SHORT TASK: Rewrite the listing from the line containing "countertop accordingly, writing one line per instance." through the end of the listing, inclusive, as a two-column CSV with the headers directions and keypoints. Give each set of directions and its answer one row, with each value in a single quoted field and line breaks turned into spaces.

DATA SHOWN:
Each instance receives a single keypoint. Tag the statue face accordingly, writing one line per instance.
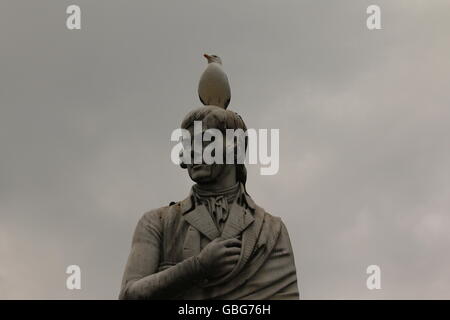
(205, 173)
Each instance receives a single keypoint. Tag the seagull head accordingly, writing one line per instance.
(213, 58)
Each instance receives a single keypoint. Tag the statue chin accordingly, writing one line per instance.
(200, 173)
(204, 173)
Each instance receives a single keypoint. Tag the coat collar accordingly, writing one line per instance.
(239, 218)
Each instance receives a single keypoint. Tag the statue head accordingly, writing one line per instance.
(213, 117)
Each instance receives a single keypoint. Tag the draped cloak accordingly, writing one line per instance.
(173, 235)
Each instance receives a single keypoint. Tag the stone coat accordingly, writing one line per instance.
(167, 240)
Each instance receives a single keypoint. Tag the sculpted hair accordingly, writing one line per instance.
(220, 119)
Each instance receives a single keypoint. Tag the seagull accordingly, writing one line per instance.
(213, 88)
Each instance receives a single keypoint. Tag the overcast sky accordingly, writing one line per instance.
(364, 119)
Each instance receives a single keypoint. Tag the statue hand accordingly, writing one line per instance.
(219, 256)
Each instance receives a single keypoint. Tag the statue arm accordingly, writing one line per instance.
(286, 260)
(141, 279)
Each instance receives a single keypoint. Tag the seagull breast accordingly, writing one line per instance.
(214, 88)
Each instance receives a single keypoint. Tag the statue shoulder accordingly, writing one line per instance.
(170, 210)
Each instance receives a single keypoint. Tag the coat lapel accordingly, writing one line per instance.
(201, 220)
(238, 220)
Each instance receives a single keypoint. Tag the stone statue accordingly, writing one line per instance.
(215, 244)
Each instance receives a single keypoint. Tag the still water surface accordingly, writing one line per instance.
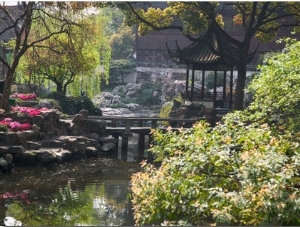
(83, 192)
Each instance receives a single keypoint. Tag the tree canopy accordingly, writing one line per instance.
(19, 21)
(244, 171)
(62, 59)
(262, 20)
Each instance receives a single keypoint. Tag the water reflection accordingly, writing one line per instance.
(86, 192)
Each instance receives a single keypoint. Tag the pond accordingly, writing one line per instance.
(92, 191)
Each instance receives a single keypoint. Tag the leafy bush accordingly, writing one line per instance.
(149, 94)
(71, 106)
(3, 128)
(244, 171)
(231, 174)
(166, 109)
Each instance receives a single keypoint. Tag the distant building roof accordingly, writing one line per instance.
(202, 54)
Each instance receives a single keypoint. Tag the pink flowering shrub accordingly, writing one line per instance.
(31, 96)
(28, 110)
(14, 125)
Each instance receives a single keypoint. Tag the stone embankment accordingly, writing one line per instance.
(54, 140)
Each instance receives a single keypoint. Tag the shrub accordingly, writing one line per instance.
(71, 106)
(230, 175)
(244, 171)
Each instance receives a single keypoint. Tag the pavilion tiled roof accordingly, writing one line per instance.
(203, 52)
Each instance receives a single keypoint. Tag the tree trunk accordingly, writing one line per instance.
(59, 87)
(240, 85)
(6, 90)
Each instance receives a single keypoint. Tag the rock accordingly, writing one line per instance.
(10, 221)
(29, 157)
(10, 138)
(109, 147)
(78, 118)
(85, 113)
(3, 164)
(133, 106)
(45, 156)
(44, 103)
(16, 151)
(9, 158)
(91, 151)
(37, 120)
(33, 145)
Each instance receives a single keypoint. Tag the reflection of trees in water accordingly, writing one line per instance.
(97, 204)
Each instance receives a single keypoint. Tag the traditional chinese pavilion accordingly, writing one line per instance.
(203, 65)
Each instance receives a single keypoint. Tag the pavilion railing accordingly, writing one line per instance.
(205, 96)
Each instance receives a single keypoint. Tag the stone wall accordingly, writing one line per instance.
(53, 140)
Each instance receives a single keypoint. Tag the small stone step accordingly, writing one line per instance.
(51, 143)
(33, 145)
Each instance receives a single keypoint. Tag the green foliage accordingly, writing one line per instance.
(149, 94)
(75, 62)
(119, 69)
(209, 79)
(276, 89)
(167, 108)
(244, 171)
(232, 174)
(71, 106)
(3, 128)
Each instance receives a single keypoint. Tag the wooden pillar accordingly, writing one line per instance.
(224, 85)
(231, 89)
(215, 89)
(193, 83)
(141, 145)
(124, 147)
(203, 84)
(187, 80)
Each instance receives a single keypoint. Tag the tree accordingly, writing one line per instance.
(119, 69)
(61, 59)
(244, 171)
(262, 20)
(19, 22)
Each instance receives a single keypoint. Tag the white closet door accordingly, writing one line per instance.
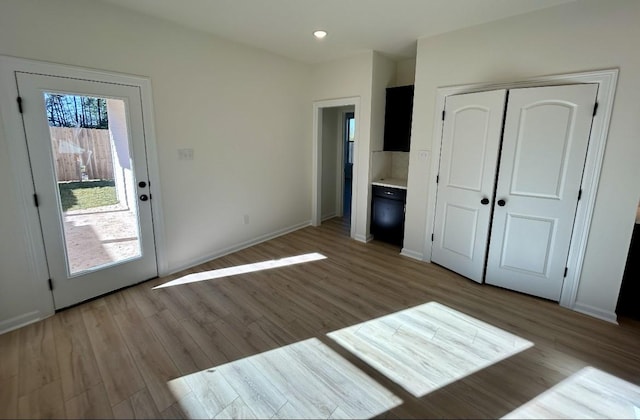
(468, 161)
(546, 135)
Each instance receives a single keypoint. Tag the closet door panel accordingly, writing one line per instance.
(468, 160)
(546, 134)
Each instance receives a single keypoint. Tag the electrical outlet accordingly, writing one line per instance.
(185, 154)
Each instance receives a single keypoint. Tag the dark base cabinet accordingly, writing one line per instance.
(629, 299)
(387, 214)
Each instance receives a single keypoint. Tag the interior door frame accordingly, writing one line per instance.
(23, 179)
(341, 162)
(607, 80)
(316, 172)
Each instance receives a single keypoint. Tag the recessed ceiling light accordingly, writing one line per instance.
(320, 34)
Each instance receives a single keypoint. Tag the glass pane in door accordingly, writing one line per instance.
(95, 179)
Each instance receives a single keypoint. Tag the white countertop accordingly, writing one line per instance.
(391, 182)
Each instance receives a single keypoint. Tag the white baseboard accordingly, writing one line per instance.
(362, 238)
(19, 321)
(596, 312)
(412, 254)
(329, 216)
(237, 247)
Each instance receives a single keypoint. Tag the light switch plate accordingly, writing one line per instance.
(185, 154)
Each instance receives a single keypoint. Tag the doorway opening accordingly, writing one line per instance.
(335, 162)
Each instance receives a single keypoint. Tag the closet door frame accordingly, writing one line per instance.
(607, 80)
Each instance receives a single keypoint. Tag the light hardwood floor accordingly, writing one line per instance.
(171, 352)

EXERCISE RESPONSE:
directions,keypoints
"Each instance receives a single keypoint. Tag the white countertop accordingly, writing one line per instance.","(391, 182)"
"Each instance receives a single keypoint. Tag the white baseboard accordingly, writing one line per instance.","(362, 238) (19, 321) (596, 312) (412, 254) (329, 216) (237, 247)"
"Each instance receives a single keypoint. Tag the light switch plate accordingly, writing one line per instance.","(185, 154)"
"Each instance receives a single keypoint. Tag the doorway opening accordingly, writing one line per instance.","(335, 162)"
"Each instance receives a single keypoint. Tag the closet door frame accordingly, writing one line per instance.","(607, 80)"
"Each instance receives a single keypoint. Tag the light hardwood floor accordingly, writing one line per instance.","(171, 352)"